Instruction ::
Count the lines below that contain the string "striped", treating uppercase and lowercase as different. Reply with the number only.

Records shown ::
****************

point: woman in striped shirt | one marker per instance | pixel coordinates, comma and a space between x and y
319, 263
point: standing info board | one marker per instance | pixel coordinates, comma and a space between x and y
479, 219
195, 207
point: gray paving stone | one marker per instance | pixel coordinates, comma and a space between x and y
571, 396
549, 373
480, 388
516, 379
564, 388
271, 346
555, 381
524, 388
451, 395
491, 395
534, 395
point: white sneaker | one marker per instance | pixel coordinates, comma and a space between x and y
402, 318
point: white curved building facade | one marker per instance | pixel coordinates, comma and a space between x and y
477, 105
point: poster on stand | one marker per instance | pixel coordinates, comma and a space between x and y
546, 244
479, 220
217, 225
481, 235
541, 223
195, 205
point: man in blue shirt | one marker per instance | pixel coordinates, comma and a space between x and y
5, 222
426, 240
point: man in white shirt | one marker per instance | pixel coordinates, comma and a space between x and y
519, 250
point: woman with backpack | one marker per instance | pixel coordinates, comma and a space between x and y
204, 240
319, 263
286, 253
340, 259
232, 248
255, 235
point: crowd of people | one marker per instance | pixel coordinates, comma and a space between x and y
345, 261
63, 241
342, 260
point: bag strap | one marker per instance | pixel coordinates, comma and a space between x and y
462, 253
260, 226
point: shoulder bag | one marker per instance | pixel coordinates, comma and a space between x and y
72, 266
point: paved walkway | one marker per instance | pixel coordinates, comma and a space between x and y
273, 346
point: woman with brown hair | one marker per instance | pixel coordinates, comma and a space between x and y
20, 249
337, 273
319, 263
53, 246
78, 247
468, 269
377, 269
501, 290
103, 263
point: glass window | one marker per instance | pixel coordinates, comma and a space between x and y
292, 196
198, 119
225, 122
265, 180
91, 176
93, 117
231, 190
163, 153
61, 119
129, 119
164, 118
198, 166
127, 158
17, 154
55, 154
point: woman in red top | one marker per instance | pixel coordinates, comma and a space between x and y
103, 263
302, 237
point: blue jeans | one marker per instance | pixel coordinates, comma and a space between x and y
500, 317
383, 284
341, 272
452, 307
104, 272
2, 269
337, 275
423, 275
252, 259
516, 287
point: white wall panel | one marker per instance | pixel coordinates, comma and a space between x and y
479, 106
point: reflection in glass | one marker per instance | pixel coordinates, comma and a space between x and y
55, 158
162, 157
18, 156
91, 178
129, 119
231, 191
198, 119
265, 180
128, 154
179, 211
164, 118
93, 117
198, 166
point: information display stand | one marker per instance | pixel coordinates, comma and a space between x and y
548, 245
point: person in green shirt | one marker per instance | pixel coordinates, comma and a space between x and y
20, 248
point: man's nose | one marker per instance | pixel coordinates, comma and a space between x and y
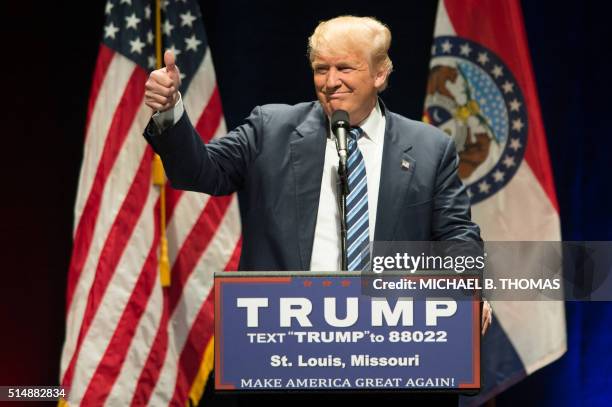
333, 79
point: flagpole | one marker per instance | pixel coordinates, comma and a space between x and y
159, 178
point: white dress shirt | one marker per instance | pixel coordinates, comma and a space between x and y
326, 253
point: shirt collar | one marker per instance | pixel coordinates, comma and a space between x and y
369, 125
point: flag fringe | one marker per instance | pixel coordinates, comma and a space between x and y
199, 383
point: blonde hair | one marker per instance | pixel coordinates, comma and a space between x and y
346, 34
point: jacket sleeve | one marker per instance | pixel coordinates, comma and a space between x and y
216, 168
451, 212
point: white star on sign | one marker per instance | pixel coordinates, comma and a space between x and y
187, 19
465, 49
110, 30
484, 187
167, 27
517, 125
132, 21
499, 176
446, 46
508, 87
192, 43
509, 161
515, 144
136, 45
497, 71
483, 58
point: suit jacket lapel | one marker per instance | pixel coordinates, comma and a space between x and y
396, 173
307, 149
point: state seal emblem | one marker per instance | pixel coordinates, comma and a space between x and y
473, 97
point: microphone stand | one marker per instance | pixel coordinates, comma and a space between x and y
343, 193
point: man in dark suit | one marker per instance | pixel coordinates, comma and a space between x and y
282, 159
283, 162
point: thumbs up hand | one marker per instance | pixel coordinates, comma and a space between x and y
161, 89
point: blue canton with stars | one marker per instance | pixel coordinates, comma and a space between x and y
500, 101
129, 30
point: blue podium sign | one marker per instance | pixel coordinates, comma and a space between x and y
321, 332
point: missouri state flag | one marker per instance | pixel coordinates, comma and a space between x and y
481, 91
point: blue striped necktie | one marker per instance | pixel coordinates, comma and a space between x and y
357, 213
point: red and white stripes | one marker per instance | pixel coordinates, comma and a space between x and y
127, 339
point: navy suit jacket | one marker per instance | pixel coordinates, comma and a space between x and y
275, 161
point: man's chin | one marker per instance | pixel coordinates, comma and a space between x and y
332, 105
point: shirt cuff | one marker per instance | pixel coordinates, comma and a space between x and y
167, 119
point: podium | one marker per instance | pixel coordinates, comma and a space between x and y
308, 331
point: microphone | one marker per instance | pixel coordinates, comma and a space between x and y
340, 127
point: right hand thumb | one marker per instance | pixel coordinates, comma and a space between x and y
169, 61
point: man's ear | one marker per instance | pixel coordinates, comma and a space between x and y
380, 78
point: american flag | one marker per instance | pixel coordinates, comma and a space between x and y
128, 340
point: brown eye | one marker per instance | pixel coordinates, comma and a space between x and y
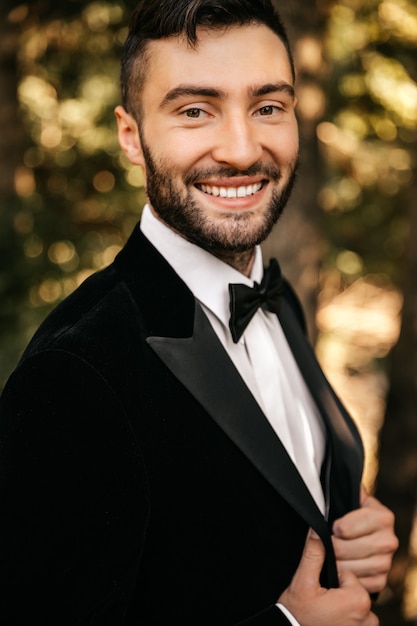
193, 113
266, 110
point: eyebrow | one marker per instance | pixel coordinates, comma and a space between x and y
208, 92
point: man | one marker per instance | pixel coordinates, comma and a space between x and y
161, 464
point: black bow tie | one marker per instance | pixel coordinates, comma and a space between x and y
245, 301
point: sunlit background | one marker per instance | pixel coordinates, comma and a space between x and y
75, 197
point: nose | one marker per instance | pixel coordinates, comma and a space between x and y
238, 143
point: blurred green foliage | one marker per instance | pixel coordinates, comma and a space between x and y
369, 137
77, 197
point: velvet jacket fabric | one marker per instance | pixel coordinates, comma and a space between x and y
140, 482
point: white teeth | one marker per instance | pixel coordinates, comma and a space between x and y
231, 192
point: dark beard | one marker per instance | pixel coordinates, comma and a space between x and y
182, 213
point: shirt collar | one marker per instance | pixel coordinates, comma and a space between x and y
205, 275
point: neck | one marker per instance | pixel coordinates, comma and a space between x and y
241, 261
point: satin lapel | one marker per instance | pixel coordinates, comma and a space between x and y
204, 368
346, 446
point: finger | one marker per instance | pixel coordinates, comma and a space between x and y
382, 543
370, 518
374, 566
363, 494
311, 563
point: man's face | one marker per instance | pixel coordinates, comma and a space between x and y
218, 137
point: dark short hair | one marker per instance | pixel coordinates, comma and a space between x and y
159, 19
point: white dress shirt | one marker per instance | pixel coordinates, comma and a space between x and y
262, 356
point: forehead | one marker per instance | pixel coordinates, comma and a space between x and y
228, 60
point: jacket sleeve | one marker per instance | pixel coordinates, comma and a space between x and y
73, 496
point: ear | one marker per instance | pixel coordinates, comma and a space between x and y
128, 134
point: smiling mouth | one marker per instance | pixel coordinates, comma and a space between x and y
243, 191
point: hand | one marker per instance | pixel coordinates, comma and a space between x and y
313, 605
364, 543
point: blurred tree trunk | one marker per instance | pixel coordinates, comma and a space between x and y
297, 239
11, 134
397, 483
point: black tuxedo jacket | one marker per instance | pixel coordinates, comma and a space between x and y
140, 481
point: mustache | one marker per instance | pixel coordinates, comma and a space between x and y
257, 169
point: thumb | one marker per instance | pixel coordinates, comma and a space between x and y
312, 560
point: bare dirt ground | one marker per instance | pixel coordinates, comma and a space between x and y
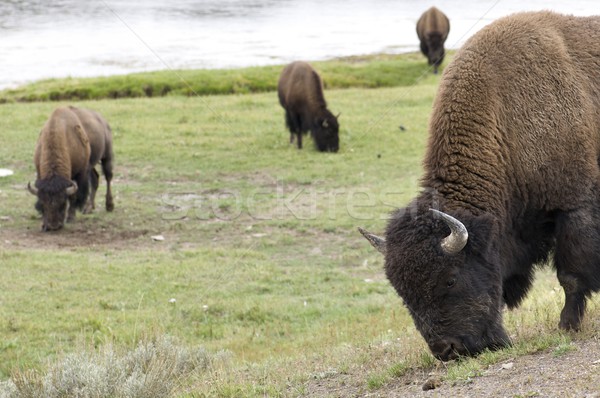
575, 373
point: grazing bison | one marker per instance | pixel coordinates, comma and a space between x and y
301, 95
511, 178
432, 28
69, 145
100, 136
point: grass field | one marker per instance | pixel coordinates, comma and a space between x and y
261, 264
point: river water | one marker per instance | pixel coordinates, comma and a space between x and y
60, 38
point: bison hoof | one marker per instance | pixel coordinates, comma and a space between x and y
570, 325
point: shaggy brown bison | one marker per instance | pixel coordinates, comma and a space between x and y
69, 145
100, 136
301, 95
512, 167
432, 29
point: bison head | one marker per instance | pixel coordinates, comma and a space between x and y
52, 201
325, 132
449, 278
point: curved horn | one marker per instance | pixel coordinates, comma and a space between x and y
377, 242
457, 240
72, 189
31, 189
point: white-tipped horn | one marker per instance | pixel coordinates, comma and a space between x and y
31, 189
457, 240
377, 242
72, 189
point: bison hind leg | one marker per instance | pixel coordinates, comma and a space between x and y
107, 171
94, 182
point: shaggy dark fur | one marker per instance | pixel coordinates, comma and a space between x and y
432, 29
513, 154
62, 156
100, 136
301, 95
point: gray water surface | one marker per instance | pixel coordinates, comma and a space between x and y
45, 39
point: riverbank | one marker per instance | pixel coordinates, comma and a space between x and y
368, 71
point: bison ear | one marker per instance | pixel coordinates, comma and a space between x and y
377, 242
72, 189
31, 189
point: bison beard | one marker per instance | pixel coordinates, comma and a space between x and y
513, 157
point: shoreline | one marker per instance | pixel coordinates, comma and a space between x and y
366, 70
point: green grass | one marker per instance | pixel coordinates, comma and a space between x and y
261, 253
366, 71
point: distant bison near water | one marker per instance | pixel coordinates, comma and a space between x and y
69, 145
511, 180
432, 30
100, 136
301, 95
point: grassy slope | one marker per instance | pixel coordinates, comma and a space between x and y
368, 71
260, 251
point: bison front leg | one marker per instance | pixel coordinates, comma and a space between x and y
72, 208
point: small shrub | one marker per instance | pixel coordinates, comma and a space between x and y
153, 369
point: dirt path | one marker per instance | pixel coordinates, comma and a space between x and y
576, 373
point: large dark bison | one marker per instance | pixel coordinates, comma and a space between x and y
70, 143
511, 178
432, 29
300, 93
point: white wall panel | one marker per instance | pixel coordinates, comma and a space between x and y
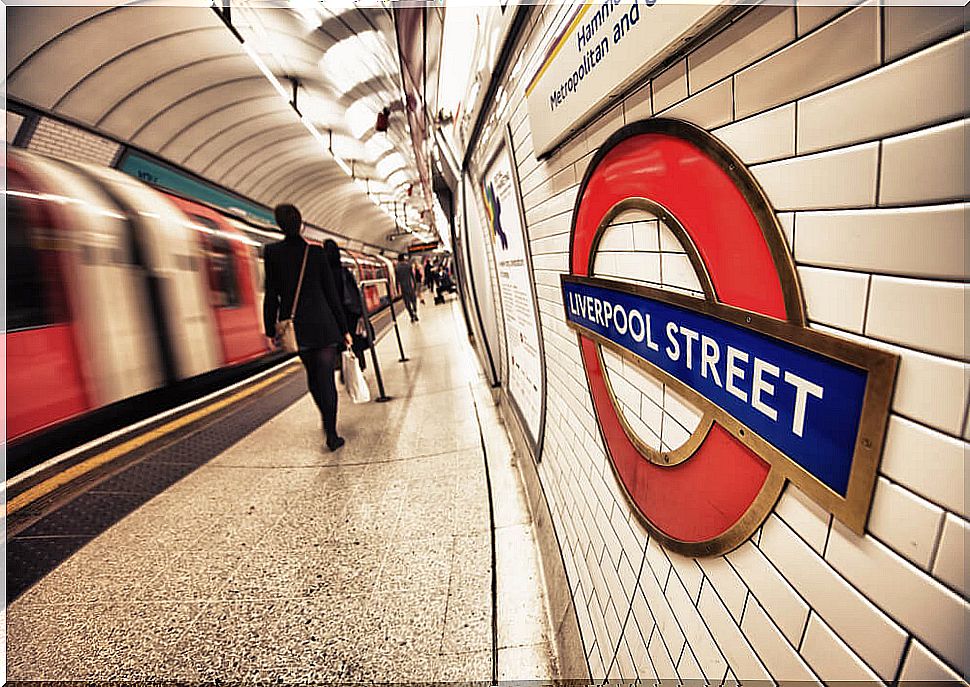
840, 113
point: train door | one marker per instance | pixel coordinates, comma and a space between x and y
165, 244
45, 383
108, 290
231, 291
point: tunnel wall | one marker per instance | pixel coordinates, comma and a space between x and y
852, 120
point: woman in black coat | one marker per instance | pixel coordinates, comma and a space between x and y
319, 323
352, 300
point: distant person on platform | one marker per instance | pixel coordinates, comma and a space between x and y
319, 322
352, 300
405, 281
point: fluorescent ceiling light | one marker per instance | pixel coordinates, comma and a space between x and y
376, 146
360, 118
390, 164
356, 59
267, 72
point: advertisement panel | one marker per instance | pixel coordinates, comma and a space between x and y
605, 48
525, 371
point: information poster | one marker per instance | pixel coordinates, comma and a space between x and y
606, 46
525, 371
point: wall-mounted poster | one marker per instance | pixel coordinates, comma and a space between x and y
526, 376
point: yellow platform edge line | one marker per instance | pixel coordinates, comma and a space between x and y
44, 488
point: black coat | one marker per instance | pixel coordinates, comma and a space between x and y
319, 319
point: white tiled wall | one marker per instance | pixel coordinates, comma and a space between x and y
58, 139
852, 119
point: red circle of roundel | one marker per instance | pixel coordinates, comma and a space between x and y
698, 181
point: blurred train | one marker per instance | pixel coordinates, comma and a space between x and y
115, 289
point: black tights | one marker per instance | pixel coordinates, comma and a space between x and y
320, 364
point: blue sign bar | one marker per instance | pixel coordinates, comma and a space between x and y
806, 405
165, 177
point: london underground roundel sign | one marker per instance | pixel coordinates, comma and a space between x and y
779, 401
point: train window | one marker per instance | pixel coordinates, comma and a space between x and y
26, 304
223, 282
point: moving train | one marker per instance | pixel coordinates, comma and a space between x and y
115, 289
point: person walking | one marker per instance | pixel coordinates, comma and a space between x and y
352, 300
297, 271
405, 282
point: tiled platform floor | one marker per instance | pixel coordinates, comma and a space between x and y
279, 560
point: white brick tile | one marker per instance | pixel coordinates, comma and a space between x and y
613, 624
951, 559
686, 414
830, 657
905, 522
767, 136
922, 666
600, 130
643, 427
927, 609
925, 166
687, 572
637, 646
670, 86
688, 668
660, 656
929, 316
787, 221
873, 635
726, 583
929, 389
761, 31
841, 178
14, 121
638, 105
834, 297
624, 391
709, 108
703, 646
669, 243
645, 236
804, 516
774, 593
811, 13
844, 48
738, 652
921, 241
657, 561
782, 661
910, 28
633, 541
638, 266
538, 187
870, 107
664, 618
676, 270
604, 264
672, 434
618, 237
624, 664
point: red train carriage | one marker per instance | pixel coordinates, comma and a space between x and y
233, 296
45, 383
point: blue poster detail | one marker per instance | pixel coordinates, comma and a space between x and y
806, 405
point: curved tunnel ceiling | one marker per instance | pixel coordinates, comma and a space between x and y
177, 82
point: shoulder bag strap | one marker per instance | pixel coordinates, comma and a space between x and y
299, 283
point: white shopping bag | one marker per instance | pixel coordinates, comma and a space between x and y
354, 378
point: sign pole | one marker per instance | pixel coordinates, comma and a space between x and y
397, 332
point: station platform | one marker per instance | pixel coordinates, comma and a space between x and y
235, 546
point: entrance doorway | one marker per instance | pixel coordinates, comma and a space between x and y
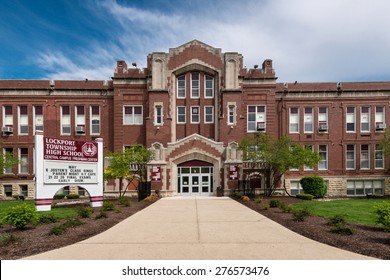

****************

Correct result ::
2